Data to examine below:
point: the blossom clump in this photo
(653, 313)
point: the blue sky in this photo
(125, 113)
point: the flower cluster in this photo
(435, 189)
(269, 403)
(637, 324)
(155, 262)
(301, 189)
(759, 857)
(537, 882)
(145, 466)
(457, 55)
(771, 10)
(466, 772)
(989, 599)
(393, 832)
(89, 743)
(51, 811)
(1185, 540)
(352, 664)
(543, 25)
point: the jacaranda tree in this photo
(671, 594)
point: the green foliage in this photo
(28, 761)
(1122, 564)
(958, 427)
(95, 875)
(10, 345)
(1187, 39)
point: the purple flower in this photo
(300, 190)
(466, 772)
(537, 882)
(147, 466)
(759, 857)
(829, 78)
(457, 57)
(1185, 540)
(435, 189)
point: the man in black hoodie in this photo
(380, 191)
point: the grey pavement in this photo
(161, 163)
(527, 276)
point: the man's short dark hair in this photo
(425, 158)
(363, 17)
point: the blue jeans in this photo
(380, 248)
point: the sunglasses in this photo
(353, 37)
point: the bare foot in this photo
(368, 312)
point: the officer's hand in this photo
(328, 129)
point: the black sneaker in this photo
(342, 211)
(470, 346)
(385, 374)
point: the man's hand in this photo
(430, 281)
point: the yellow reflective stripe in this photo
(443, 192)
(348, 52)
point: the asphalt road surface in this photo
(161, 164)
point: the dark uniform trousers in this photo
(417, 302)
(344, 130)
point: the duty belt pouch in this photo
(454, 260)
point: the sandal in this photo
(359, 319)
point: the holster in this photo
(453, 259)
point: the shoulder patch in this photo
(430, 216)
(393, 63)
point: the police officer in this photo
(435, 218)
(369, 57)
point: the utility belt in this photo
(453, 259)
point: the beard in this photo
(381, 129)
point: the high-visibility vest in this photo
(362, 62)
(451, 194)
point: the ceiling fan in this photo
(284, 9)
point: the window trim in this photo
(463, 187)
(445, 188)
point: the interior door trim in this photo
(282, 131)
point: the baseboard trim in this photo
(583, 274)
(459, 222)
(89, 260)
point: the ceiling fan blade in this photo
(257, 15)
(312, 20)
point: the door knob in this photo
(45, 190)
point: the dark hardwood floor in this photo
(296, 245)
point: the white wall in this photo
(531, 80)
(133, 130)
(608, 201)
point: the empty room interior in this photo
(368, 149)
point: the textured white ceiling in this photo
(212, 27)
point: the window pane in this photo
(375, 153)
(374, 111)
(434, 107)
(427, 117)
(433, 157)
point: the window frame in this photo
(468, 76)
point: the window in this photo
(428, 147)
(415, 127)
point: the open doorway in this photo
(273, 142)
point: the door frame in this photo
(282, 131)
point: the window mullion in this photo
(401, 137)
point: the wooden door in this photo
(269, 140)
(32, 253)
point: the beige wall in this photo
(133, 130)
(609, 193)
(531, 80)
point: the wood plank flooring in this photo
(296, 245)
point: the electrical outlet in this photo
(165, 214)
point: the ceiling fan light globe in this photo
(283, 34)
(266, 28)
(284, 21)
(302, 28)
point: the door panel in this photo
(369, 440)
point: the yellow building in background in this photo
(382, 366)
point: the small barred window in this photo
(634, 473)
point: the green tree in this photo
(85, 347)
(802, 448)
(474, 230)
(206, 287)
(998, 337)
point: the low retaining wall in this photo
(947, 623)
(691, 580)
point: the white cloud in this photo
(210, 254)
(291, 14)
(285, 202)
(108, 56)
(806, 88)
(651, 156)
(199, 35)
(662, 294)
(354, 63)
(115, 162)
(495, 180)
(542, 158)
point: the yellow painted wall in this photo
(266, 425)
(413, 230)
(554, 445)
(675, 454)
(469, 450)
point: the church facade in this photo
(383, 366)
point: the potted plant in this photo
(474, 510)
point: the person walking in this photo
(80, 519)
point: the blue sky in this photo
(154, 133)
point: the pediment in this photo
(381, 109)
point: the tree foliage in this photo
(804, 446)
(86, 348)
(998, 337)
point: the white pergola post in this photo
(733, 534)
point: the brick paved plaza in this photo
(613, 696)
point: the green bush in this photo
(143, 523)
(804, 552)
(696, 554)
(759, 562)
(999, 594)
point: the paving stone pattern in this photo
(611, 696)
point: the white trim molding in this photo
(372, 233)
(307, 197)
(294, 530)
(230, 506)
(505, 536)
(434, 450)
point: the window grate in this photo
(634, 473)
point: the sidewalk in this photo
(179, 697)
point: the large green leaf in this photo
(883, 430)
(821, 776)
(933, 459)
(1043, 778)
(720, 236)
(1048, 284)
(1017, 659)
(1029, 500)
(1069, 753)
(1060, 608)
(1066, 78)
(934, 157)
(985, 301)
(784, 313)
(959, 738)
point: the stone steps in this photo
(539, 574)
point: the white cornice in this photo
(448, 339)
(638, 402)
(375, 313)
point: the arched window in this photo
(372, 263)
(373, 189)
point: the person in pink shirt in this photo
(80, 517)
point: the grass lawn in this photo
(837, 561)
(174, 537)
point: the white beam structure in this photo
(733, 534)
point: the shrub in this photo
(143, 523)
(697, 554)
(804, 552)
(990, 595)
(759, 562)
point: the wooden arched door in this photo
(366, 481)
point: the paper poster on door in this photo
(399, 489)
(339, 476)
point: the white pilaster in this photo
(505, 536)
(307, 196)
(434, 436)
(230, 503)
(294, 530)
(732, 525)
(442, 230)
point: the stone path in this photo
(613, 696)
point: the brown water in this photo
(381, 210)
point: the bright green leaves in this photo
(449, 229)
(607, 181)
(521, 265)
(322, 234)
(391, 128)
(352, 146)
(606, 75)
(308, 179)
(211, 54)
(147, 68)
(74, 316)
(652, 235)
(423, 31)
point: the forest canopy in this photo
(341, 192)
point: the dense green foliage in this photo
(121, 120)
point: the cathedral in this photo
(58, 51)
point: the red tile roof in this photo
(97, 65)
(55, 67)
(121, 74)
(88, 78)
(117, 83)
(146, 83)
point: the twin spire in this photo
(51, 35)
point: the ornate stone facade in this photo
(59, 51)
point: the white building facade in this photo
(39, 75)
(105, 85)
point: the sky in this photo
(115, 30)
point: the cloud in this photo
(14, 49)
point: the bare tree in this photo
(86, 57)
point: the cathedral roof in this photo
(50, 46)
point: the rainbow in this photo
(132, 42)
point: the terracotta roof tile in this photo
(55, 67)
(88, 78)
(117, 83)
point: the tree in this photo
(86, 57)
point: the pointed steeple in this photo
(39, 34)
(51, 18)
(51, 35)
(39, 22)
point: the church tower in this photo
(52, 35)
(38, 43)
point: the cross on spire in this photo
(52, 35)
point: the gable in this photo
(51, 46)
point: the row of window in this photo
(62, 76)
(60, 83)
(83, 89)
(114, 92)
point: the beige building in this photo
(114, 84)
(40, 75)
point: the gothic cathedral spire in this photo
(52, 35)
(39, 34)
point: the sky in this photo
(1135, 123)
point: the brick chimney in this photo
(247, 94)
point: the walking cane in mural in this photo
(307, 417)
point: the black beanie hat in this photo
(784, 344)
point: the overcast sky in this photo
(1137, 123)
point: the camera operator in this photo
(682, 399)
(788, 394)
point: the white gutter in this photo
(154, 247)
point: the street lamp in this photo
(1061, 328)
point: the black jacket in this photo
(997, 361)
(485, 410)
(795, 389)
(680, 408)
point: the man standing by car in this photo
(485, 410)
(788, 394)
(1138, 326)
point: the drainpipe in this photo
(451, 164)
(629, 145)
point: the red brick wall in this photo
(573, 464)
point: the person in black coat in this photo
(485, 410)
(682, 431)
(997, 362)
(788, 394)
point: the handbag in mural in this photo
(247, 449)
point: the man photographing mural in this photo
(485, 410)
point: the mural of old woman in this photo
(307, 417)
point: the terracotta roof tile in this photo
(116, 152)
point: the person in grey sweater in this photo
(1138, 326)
End of Data to examine.
> **Exercise brief**
Word for word, copy out the entries.

> **Answer for the task**
point: the blossom clump in this photo
(653, 313)
point: the blue sky in this photo
(125, 113)
point: the flower cluster in this photo
(435, 189)
(269, 403)
(637, 324)
(155, 262)
(301, 189)
(759, 857)
(537, 882)
(145, 466)
(457, 55)
(771, 10)
(466, 772)
(989, 599)
(393, 832)
(89, 743)
(51, 811)
(1185, 540)
(352, 664)
(543, 25)
point: the jacaranda tree in this photo
(671, 594)
point: the green foliage in this photo
(28, 761)
(1122, 564)
(958, 427)
(95, 875)
(10, 345)
(1187, 39)
point: the purple flower in this photo
(300, 190)
(466, 772)
(537, 882)
(147, 466)
(759, 857)
(829, 78)
(457, 57)
(1185, 540)
(435, 189)
point: the man in black hoodie in this photo
(380, 191)
point: the grey pavement in this photo
(161, 163)
(527, 276)
point: the man's short dark hair in this photo
(425, 158)
(363, 17)
point: the blue jeans in this photo
(380, 248)
point: the sunglasses in this photo
(353, 37)
point: the bare foot in this photo
(368, 312)
point: the officer's hand in this photo
(328, 129)
point: the black sneaker in this photo
(342, 211)
(470, 346)
(385, 374)
point: the man's hand in this photo
(430, 281)
point: the yellow reflective stripe in this photo
(443, 192)
(348, 52)
point: the asphalt road surface in this photo
(161, 164)
point: the dark uniform trousers in this photo
(417, 302)
(344, 130)
point: the duty belt pouch in this photo
(454, 260)
point: the sandal in this photo
(359, 319)
point: the holster in this photo
(453, 259)
point: the shoulder patch in this photo
(430, 216)
(393, 63)
point: the police officer in this photo
(435, 218)
(369, 57)
point: the utility belt in this photo
(453, 259)
point: the beard in this photo
(381, 129)
point: the high-visibility vest in this photo
(362, 62)
(451, 194)
point: the ceiling fan in this photo
(284, 9)
point: the window trim in this photo
(463, 187)
(445, 188)
point: the interior door trim in this photo
(282, 131)
point: the baseboard trim in this photo
(583, 274)
(459, 222)
(89, 260)
point: the ceiling fan blade in this photo
(257, 15)
(312, 20)
point: the door knob in this photo
(45, 190)
point: the dark hardwood floor in this photo
(296, 245)
point: the white wall in this photo
(531, 80)
(133, 130)
(608, 201)
point: the empty room interior in this photo
(368, 149)
point: the textured white ceiling in this photo
(212, 27)
point: the window pane in this photo
(375, 153)
(374, 111)
(434, 107)
(427, 117)
(433, 157)
point: the window frame in this photo
(468, 76)
point: the window in this photo
(428, 147)
(415, 127)
point: the open doorway in this photo
(273, 142)
point: the door frame in this photo
(282, 131)
point: the window mullion in this photo
(401, 137)
point: the wooden door in this photo
(269, 140)
(32, 253)
point: the beige wall in this photo
(133, 130)
(609, 193)
(531, 80)
point: the wood plank flooring in this photo
(296, 245)
point: the electrical outlet in this photo
(165, 214)
point: the ceiling fan light globe in this photo
(283, 34)
(266, 28)
(284, 21)
(302, 28)
point: the door panel in this photo
(369, 440)
point: the yellow building in background in this photo
(382, 366)
point: the small barred window in this photo
(634, 473)
point: the green tree in this photo
(85, 347)
(802, 448)
(474, 230)
(206, 287)
(998, 337)
point: the low retaining wall in this photo
(947, 623)
(691, 580)
point: the white cloud in this photo
(210, 254)
(291, 14)
(285, 202)
(108, 56)
(806, 88)
(651, 156)
(199, 35)
(662, 294)
(354, 63)
(115, 162)
(495, 180)
(542, 158)
point: the yellow painted wall in this photo
(266, 425)
(413, 230)
(554, 445)
(675, 454)
(469, 450)
point: the church facade in this photo
(383, 366)
point: the potted plant in this photo
(474, 510)
point: the person walking in this photo
(80, 519)
point: the blue sky in this photo
(154, 133)
point: the pediment in this photo
(381, 109)
point: the tree foliage in this photo
(804, 446)
(86, 348)
(998, 337)
point: the white pergola post in this photo
(733, 534)
point: the brick paved plaza in this photo
(613, 696)
point: the green bush in this photo
(143, 523)
(804, 552)
(696, 554)
(759, 562)
(999, 594)
point: the paving stone pattern in this photo
(611, 696)
point: the white trim molding in this photo
(372, 233)
(307, 197)
(294, 530)
(230, 506)
(505, 536)
(434, 450)
point: the window grate in this photo
(634, 473)
point: the sidewalk in this photo
(179, 697)
point: the large green leaf in this photo
(883, 430)
(821, 776)
(933, 459)
(1043, 778)
(720, 236)
(1048, 284)
(1017, 659)
(1029, 500)
(1069, 753)
(1060, 608)
(1066, 78)
(934, 157)
(985, 301)
(784, 313)
(959, 738)
point: the stone steps in this photo
(539, 574)
point: the white cornice in this photo
(448, 339)
(638, 402)
(375, 313)
point: the arched window in this photo
(372, 263)
(373, 189)
point: the person in pink shirt in this photo
(80, 517)
point: the grass lawn in this photo
(837, 561)
(174, 537)
point: the white beam structure in this photo
(733, 534)
point: the shrub in this photo
(143, 523)
(697, 554)
(804, 552)
(990, 595)
(759, 562)
point: the wooden arched door in this photo
(366, 481)
point: the paper poster on door in this photo
(399, 489)
(339, 476)
point: the white pilaster in this photo
(505, 536)
(307, 196)
(434, 436)
(230, 503)
(294, 530)
(732, 525)
(442, 230)
point: the stone path in this photo
(613, 696)
point: the brown water in this photo
(381, 210)
point: the bright green leaves in this photo
(449, 229)
(607, 181)
(521, 265)
(322, 234)
(391, 128)
(352, 146)
(606, 75)
(308, 179)
(211, 54)
(147, 68)
(74, 316)
(652, 235)
(423, 31)
point: the forest canopy in this photo
(341, 192)
point: the dense green foliage in this photo
(121, 120)
point: the cathedral in this photo
(58, 51)
point: the red tile roof in this photo
(97, 65)
(55, 67)
(121, 74)
(88, 78)
(117, 83)
(146, 83)
point: the twin spire in this photo
(51, 35)
point: the ornate stone facade in this photo
(59, 51)
point: the white building facade in this photo
(39, 75)
(105, 85)
point: the sky in this photo
(115, 30)
point: the cloud in this photo
(14, 49)
point: the bare tree in this photo
(86, 57)
point: the cathedral roof in this photo
(50, 46)
point: the rainbow in this photo
(132, 42)
point: the terracotta roof tile in this photo
(55, 67)
(88, 78)
(117, 83)
point: the tree in this photo
(86, 57)
point: the pointed steeple in this photo
(39, 34)
(51, 18)
(51, 35)
(39, 22)
point: the church tower in this photo
(52, 35)
(38, 43)
point: the cross on spire in this photo
(52, 35)
point: the gable in this photo
(51, 46)
point: the row of window in this photo
(62, 76)
(60, 83)
(83, 89)
(114, 92)
point: the beige building in this photo
(114, 84)
(40, 75)
point: the gothic cathedral spire in this photo
(52, 35)
(39, 34)
point: the sky in this photo
(1135, 123)
point: the brick chimney in this photo
(247, 94)
point: the walking cane in mural in this photo
(307, 417)
point: the black beanie hat in this photo
(784, 344)
point: the overcast sky in this photo
(1137, 123)
point: the camera operator in this photo
(682, 399)
(788, 394)
point: the white gutter in this photo
(154, 247)
point: the street lamp in this photo
(1061, 328)
point: the black jacket in this photo
(997, 361)
(485, 410)
(795, 389)
(680, 408)
point: the man standing by car in this photo
(485, 410)
(788, 394)
(1138, 326)
point: the drainpipe in this photo
(451, 164)
(629, 145)
point: the red brick wall in this photo
(573, 464)
point: the person in black coat in this photo
(485, 410)
(682, 431)
(997, 362)
(788, 394)
point: the handbag in mural in this photo
(247, 449)
point: the man photographing mural in this photo
(485, 410)
point: the mural of old woman in this photo
(307, 417)
point: the terracotta roof tile in this photo
(116, 152)
point: the person in grey sweater in this photo
(1138, 326)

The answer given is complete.